## 本文
┄┄┄┄┄┄┄┄┄┄┄┄┄┄┄┄┄┄┄┄

参考:『今日から俺は !!』賀来賢人&伊藤健太郎も 高橋一生、竹内涼真、満島真之介ら俳優の歌声を検証


 『FNS歌謡祭』は、平井堅と平手友梨奈(欅坂46)や、谷村新司と壇蜜など、毎年様々なアーティストのコラボを行ってきた番組であり、今回は歌手として登場する吉岡里帆が一つの目玉となっている。


 三木聡監督の映画『音量を上げろタコ!なに歌ってんのか全然わかんねぇんだよ!!』で、吉岡は声が小さすぎるストリートミュージシャンのふうか役を演じた。驚異の歌声をもつ世界的ロックスター・シン(阿部サダヲ)に出逢うことでふうかが大きく成長し、最後はシンの意志を継承するかのごとく「絶叫の歌姫」として、「体の芯からまだ燃えているんだ」を歌い上げる。


 この楽曲は吉岡と公私ともに親交のあるあいみょんが作詞・作曲を手掛け、映画におけるクライマックスまでのシンとの関係を凝縮したような歌詞が印象的だ。それに加え、低めの声の吉岡から絞り出される高い音域から入る魂のこもった歌声から始まり、駆け抜けるような疾走感のある曲調も聴き心地がいい。この映画でギターと歌に初挑戦した吉岡。一夜限りのライブイベントで吉岡と阿部がサプライズでデュエットした際は、実際にアコースティックギターを弾き、映画やMVと比べても遜色のない声で歌い上げた。この2人の歌声が実に相性が良く、『FNS歌謡祭』でのパフォーマンスにも期待できる。女優の吉岡しか知らない人には良い意味でイメージが覆されるだろう。


 松岡茉優は、自身が出演するファッションブランド「ROPE’ PICNIC」のウェブ動画「どんなときも。 song by 松岡茉優」にて、槇原敬之の名曲「どんなときも。」を歌唱している。ヒロインから敵役まであらゆる役柄を演じ分け、その演技の緩急の差は若手随一と言える実力派女優。世間に注目された2013年のNHK連続テレビ小説『あまちゃん』では、劇中に登場するアイドルグループ「GMT」のリーダー役を演じ、『第64回 NHK紅白歌合戦』にも出演している。


 元々松岡はアイドル好きで、中でも9期メンバー加入後のモーニング娘。が好きと公言。本人役で主演した2016年のドキュメンタリー風ドラマ『その「おこだわり」、私にもくれよ!!』(テレビ東京系)は、松岡が俳優を辞めアイドルを目指すことを決意し、最終回に憧れのモーニング娘。’16へ加入して、実際のコンサートでパフォーマンスを見せるという展開を迎える。物怖じぜず、他のメンバーに混ざっても全く違和感がない生歌とダンスを披露し、女優としての姿勢と変わらないストイックさを感じさせ、ドラマとリアルの境界線を超えた瞬間でもあった。

┄┄┄┄┄┄┄┄┄┄┄┄┄┄┄┄┄┄┄┄

## データ抜粋
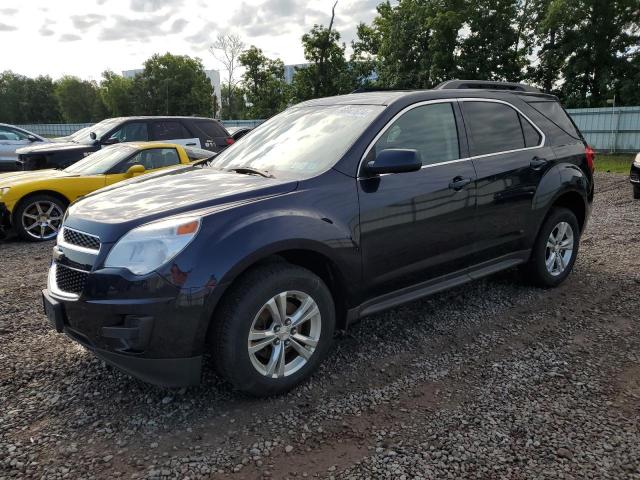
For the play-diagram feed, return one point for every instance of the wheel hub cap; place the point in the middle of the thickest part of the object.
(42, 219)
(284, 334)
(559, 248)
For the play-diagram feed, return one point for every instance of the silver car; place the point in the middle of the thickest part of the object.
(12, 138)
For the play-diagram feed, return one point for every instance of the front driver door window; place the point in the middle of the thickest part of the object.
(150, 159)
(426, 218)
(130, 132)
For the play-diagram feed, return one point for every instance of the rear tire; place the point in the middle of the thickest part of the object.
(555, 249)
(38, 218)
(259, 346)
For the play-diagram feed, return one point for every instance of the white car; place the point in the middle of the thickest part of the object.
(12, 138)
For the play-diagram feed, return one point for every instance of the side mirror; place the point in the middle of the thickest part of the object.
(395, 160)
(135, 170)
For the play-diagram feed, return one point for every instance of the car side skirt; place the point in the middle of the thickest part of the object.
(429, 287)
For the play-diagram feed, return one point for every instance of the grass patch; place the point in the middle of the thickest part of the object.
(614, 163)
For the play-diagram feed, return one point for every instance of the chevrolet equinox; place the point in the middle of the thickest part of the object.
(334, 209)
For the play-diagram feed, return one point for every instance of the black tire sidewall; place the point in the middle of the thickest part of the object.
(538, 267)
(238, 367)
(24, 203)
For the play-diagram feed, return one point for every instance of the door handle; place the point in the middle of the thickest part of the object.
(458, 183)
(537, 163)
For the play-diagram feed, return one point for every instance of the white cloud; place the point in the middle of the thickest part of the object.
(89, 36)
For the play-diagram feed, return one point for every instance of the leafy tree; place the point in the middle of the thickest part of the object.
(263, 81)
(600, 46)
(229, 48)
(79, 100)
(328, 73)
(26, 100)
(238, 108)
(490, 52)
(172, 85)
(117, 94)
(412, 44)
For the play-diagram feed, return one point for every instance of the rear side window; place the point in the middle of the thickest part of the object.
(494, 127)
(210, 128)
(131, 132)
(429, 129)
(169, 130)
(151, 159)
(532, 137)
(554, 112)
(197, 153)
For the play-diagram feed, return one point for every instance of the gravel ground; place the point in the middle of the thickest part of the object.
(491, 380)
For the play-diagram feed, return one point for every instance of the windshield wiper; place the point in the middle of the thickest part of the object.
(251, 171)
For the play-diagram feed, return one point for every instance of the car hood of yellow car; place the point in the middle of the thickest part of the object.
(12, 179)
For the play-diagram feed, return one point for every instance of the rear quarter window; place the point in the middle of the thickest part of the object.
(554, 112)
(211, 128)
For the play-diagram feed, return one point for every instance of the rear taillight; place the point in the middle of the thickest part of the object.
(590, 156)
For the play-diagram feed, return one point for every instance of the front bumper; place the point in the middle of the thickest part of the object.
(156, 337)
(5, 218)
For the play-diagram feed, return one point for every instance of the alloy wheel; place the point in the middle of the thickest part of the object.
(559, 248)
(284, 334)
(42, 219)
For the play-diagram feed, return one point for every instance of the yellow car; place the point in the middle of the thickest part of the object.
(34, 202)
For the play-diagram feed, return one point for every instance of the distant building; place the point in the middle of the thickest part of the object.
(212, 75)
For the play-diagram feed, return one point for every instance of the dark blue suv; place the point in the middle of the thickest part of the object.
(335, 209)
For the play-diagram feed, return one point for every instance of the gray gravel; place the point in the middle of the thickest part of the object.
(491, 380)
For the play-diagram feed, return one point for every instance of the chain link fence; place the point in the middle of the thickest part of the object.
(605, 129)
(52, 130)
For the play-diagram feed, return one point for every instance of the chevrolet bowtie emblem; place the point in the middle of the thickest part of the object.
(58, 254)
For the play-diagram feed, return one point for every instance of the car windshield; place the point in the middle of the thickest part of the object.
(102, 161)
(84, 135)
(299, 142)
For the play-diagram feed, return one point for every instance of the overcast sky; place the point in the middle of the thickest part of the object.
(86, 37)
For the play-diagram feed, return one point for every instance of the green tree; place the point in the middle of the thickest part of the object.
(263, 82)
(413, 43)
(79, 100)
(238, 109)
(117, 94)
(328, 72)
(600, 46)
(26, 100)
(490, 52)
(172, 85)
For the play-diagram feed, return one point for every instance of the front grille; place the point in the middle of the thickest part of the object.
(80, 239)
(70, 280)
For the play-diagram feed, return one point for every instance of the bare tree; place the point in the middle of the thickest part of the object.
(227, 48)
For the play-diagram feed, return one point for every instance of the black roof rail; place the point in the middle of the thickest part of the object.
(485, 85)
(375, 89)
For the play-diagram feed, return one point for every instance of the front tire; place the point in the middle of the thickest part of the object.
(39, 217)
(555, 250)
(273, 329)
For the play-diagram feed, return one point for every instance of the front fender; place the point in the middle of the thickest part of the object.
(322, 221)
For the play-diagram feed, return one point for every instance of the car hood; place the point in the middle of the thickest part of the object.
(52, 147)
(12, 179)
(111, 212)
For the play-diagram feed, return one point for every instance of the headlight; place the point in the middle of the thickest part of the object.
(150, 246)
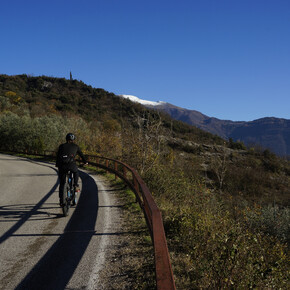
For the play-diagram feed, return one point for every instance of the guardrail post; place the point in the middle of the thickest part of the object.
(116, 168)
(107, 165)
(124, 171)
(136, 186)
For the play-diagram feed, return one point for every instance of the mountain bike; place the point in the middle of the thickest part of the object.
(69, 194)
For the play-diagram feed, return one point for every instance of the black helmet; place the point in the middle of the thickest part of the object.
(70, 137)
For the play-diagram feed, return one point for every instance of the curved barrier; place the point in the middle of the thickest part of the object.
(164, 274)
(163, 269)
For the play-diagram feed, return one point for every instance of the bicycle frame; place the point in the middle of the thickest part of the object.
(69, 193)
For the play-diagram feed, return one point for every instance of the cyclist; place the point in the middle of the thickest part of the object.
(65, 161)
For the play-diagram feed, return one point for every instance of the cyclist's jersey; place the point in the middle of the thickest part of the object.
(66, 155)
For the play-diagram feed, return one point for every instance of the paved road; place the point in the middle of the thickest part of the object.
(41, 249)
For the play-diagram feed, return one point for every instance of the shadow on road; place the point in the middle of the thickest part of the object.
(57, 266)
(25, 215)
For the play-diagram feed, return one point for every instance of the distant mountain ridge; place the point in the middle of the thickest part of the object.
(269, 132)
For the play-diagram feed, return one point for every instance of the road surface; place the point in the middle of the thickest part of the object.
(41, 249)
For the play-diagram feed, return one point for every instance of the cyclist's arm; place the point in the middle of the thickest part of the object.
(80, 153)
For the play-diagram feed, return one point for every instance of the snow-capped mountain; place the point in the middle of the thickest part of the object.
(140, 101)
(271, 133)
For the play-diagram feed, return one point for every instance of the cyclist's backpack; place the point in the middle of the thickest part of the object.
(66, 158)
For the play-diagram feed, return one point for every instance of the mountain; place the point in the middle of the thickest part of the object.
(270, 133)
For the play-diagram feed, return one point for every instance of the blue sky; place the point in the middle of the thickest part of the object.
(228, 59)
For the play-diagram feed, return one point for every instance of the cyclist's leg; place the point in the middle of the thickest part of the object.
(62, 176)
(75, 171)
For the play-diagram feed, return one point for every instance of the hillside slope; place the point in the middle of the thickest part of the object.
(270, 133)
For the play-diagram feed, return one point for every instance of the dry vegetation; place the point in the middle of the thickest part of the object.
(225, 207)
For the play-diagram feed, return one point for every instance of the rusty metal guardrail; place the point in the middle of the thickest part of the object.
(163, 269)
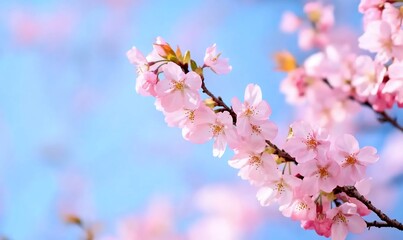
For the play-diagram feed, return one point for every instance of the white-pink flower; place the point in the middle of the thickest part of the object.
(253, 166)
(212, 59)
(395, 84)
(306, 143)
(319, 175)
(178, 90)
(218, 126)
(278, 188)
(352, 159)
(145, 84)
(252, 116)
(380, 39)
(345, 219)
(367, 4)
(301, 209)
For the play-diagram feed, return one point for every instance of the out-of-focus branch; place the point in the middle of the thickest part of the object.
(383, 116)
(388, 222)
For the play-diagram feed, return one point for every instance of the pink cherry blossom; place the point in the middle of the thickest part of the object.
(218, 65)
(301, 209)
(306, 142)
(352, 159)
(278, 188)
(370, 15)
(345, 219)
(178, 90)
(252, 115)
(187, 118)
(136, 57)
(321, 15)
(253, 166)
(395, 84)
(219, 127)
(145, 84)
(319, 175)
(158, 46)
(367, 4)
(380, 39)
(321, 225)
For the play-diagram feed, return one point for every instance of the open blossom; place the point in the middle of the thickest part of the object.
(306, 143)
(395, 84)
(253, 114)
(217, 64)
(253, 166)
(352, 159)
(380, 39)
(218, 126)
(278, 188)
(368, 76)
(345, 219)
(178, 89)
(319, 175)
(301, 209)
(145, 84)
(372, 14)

┄┄┄┄┄┄┄┄┄┄┄┄┄┄┄┄┄┄┄┄

## 課題
A. 本文によると、「体の芯からまだ燃えているんだ」の作詞・作曲を手掛けたのは誰ですか。
B. 本文の内容を2文でまとめてください。

## 解答例
A. 作詞・作曲を手掛けたのはあいみょんです。

B. 『FNS歌謡祭』では歌手として登場する吉岡里帆が目玉の一つで、吉岡は映画『音量を上げろタコ!なに歌ってんのか全然わかんねぇんだよ!!』でギターと歌に初挑戦し、あいみょんが作詞・作曲した「体の芯からまだ燃えているんだ」を歌い上げた。松岡茉優はウェブ動画で槇原敬之の「どんなときも。」を歌唱しており、2016年のドラマ『その「おこだわり」、私にもくれよ!!』ではモーニング娘。’16に加入し、実際のコンサートで生歌とダンスを披露した。